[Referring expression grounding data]
--------
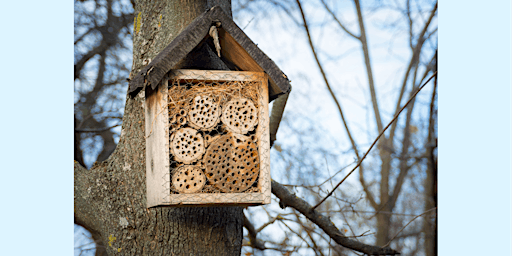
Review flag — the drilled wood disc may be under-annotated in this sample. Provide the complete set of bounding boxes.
[221,97,258,134]
[169,107,188,132]
[170,127,205,164]
[188,95,221,131]
[172,165,206,193]
[203,133,259,192]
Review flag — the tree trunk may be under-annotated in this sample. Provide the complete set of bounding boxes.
[375,148,392,246]
[74,1,244,255]
[375,208,391,246]
[423,68,437,256]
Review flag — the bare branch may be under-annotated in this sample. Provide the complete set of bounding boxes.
[353,0,384,133]
[295,1,367,207]
[358,164,379,209]
[74,11,133,80]
[272,179,400,255]
[75,44,109,81]
[320,0,360,39]
[256,215,282,233]
[293,211,326,256]
[406,0,414,50]
[74,27,95,45]
[243,214,266,250]
[75,124,121,133]
[280,160,355,189]
[389,1,437,143]
[387,53,436,210]
[313,72,437,210]
[279,219,319,255]
[383,207,436,248]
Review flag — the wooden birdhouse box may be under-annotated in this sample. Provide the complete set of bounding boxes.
[128,6,291,208]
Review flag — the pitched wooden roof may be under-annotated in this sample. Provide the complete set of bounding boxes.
[128,6,291,101]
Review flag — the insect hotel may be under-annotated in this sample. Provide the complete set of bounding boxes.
[128,6,291,208]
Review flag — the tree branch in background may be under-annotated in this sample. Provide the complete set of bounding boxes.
[243,214,267,250]
[292,211,327,256]
[318,0,385,210]
[353,0,384,133]
[271,180,399,255]
[74,11,133,80]
[313,72,437,210]
[388,1,437,144]
[295,0,367,202]
[387,54,436,211]
[320,0,359,39]
[74,115,85,167]
[75,0,134,166]
[423,50,438,256]
[383,207,437,248]
[75,124,121,133]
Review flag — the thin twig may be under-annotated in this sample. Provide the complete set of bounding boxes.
[256,215,282,233]
[75,124,121,133]
[271,180,400,255]
[382,207,437,248]
[242,16,255,30]
[243,214,266,250]
[312,71,437,210]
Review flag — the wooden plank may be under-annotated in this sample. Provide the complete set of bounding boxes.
[218,30,263,73]
[168,69,266,82]
[152,202,263,208]
[216,17,291,100]
[145,80,170,208]
[258,75,272,204]
[216,29,283,99]
[164,193,264,205]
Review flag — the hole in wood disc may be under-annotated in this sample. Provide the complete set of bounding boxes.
[203,133,259,192]
[170,127,205,164]
[172,165,206,193]
[221,97,258,134]
[188,95,221,131]
[169,104,188,132]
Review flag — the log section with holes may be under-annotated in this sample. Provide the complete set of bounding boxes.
[145,69,271,208]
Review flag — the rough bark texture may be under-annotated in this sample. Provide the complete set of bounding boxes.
[75,1,244,255]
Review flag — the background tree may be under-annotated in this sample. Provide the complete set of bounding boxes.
[74,0,134,167]
[75,0,437,255]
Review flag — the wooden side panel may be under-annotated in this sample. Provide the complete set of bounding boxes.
[258,75,271,204]
[145,81,170,208]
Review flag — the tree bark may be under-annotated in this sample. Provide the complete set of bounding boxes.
[423,65,437,256]
[74,1,244,255]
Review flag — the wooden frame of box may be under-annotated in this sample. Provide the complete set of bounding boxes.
[145,69,271,208]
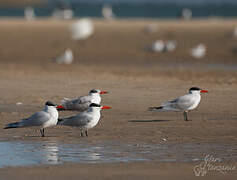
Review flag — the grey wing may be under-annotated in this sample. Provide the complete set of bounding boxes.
[62,96,92,111]
[175,94,194,110]
[59,112,91,127]
[161,97,185,111]
[162,98,178,107]
[21,111,50,127]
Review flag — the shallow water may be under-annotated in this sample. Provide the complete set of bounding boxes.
[0,140,237,168]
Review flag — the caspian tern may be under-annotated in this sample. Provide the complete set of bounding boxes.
[148,87,208,121]
[57,103,111,137]
[4,101,58,137]
[57,89,108,112]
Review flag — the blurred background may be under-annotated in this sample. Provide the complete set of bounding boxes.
[0,0,236,86]
[1,0,237,18]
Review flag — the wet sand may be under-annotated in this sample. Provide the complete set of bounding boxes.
[0,19,237,179]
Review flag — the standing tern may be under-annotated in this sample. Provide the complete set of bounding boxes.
[148,87,208,121]
[4,101,58,137]
[57,103,111,137]
[57,89,108,111]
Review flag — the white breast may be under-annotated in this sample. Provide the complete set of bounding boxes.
[43,107,58,128]
[84,109,101,130]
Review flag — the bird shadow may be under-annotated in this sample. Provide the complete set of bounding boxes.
[128,119,171,123]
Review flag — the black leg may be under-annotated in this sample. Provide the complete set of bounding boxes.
[85,130,88,137]
[183,111,188,121]
[40,129,45,137]
[81,132,84,137]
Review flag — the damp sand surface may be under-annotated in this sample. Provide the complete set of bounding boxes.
[0,19,237,179]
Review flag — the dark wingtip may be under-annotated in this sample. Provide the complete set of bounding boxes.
[148,106,163,111]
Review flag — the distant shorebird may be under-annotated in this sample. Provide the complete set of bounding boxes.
[58,103,111,137]
[54,49,73,65]
[4,101,58,137]
[24,6,36,21]
[52,1,73,20]
[190,44,206,59]
[149,40,166,52]
[52,8,73,20]
[102,4,115,20]
[148,87,208,121]
[166,40,177,52]
[147,40,177,53]
[57,89,108,112]
[181,8,192,20]
[70,19,94,40]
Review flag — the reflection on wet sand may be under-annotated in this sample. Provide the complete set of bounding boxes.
[41,141,59,164]
[0,140,237,168]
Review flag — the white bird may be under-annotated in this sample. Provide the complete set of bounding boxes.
[166,40,177,52]
[181,8,192,20]
[148,87,208,121]
[4,101,59,137]
[57,89,108,112]
[150,40,165,52]
[24,6,36,21]
[52,3,73,20]
[70,19,94,40]
[102,4,115,20]
[52,9,73,20]
[57,103,111,137]
[54,49,73,65]
[190,44,206,59]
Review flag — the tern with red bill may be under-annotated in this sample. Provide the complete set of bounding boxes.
[148,87,208,121]
[57,89,108,112]
[4,101,58,137]
[57,103,111,137]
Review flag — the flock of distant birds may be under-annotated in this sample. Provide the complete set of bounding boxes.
[23,5,224,65]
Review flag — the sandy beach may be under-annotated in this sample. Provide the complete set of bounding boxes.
[0,18,237,179]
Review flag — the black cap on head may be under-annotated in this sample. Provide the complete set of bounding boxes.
[89,103,101,107]
[45,101,56,106]
[89,89,99,94]
[189,87,201,91]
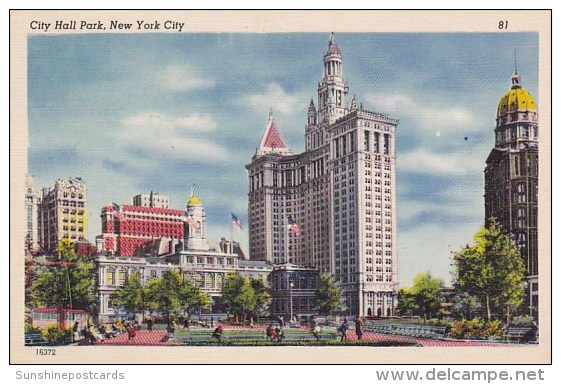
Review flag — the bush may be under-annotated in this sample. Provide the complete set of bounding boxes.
[25,322,41,334]
[482,319,504,338]
[511,316,534,326]
[449,318,503,339]
[42,323,72,345]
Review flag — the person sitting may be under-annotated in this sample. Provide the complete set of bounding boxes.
[167,322,175,339]
[265,324,274,341]
[275,326,285,342]
[312,324,322,341]
[127,325,137,341]
[212,325,224,341]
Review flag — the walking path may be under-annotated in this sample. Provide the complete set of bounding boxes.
[95,328,525,347]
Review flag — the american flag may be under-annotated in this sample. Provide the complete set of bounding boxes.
[287,217,301,236]
[231,213,243,231]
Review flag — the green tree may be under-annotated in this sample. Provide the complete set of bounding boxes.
[412,272,444,320]
[453,218,526,321]
[250,279,271,318]
[396,287,419,317]
[452,291,482,320]
[221,274,256,322]
[314,273,343,315]
[31,239,97,323]
[144,270,209,323]
[396,273,443,320]
[110,272,145,319]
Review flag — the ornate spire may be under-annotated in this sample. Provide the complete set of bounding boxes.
[325,32,341,56]
[350,94,358,111]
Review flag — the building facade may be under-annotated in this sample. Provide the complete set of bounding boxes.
[25,174,41,254]
[246,34,399,316]
[484,70,539,315]
[38,177,88,254]
[97,191,272,322]
[269,263,319,321]
[98,196,184,257]
[133,191,170,208]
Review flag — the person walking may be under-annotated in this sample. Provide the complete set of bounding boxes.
[355,316,365,341]
[127,324,137,341]
[339,317,348,342]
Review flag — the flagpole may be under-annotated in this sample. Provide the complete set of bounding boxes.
[230,214,233,255]
[285,216,289,264]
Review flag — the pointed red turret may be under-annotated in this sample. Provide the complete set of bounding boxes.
[255,110,293,157]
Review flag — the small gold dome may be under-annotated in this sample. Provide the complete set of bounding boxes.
[187,195,202,206]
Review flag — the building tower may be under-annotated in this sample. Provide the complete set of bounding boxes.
[247,34,399,316]
[484,69,539,315]
[24,174,40,254]
[184,186,210,251]
[317,32,349,125]
[38,177,88,254]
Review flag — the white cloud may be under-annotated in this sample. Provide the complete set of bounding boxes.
[246,83,305,116]
[365,93,478,133]
[122,112,217,132]
[398,186,484,223]
[398,148,485,174]
[119,111,227,162]
[159,65,216,92]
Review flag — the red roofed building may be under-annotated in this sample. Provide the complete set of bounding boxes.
[99,202,185,257]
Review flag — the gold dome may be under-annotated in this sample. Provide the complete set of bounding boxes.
[497,73,537,116]
[187,195,202,206]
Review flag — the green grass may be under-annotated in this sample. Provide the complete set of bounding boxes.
[170,339,419,347]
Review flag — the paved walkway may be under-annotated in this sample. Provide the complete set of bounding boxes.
[94,329,523,347]
[97,330,170,346]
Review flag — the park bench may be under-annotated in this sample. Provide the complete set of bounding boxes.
[504,327,536,344]
[173,331,215,343]
[25,333,48,346]
[365,323,448,339]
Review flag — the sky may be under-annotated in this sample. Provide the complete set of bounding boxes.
[27,32,539,287]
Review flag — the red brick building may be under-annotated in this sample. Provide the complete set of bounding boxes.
[99,204,185,257]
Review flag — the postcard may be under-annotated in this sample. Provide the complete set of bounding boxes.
[10,10,551,364]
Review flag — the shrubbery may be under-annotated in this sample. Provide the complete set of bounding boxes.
[511,315,534,326]
[24,322,41,334]
[449,318,503,339]
[42,323,72,345]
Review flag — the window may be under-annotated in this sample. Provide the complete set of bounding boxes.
[117,269,127,285]
[106,268,115,286]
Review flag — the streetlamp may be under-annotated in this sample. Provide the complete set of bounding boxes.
[289,280,294,324]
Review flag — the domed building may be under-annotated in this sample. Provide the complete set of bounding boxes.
[96,188,273,323]
[484,70,539,316]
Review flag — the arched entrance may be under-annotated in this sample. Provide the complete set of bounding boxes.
[367,308,372,316]
[377,308,382,317]
[387,308,391,317]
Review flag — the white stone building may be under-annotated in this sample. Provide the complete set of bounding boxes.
[97,191,272,322]
[246,34,399,316]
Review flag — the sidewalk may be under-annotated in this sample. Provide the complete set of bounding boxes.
[93,328,525,347]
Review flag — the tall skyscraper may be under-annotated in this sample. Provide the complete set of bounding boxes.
[484,69,539,314]
[246,34,399,316]
[38,177,88,254]
[24,174,40,254]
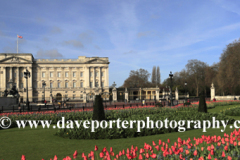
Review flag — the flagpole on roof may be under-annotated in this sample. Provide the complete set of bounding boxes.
[17,34,18,53]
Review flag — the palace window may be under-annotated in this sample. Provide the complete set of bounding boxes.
[80,82,83,88]
[95,72,98,77]
[73,82,76,88]
[80,72,83,77]
[101,82,104,87]
[73,94,76,100]
[50,82,53,88]
[90,82,92,88]
[50,72,53,78]
[65,82,68,88]
[58,82,61,88]
[57,72,61,77]
[73,72,76,77]
[65,72,68,77]
[42,72,45,78]
[90,72,92,77]
[95,82,98,87]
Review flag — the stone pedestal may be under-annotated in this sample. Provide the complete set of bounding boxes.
[211,83,215,100]
[125,88,128,102]
[112,87,117,102]
[175,87,179,100]
[83,92,87,103]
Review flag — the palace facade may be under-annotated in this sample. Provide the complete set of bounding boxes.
[0,53,110,102]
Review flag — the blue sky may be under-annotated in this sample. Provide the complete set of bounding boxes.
[0,0,240,87]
--------
Please repeat the lines above exactly, beginning with the line that contains "Review flag — the palace facade" and ending with the final one.

▸ **ANSWER AREA**:
Review flag — the palace facade may be under-annotated in this sample. Provide the complete set of bounding boxes.
[0,53,110,102]
Review flag — the blue sky may be under-annotated in this sample. Provide the complete set of bounding boxes.
[0,0,240,87]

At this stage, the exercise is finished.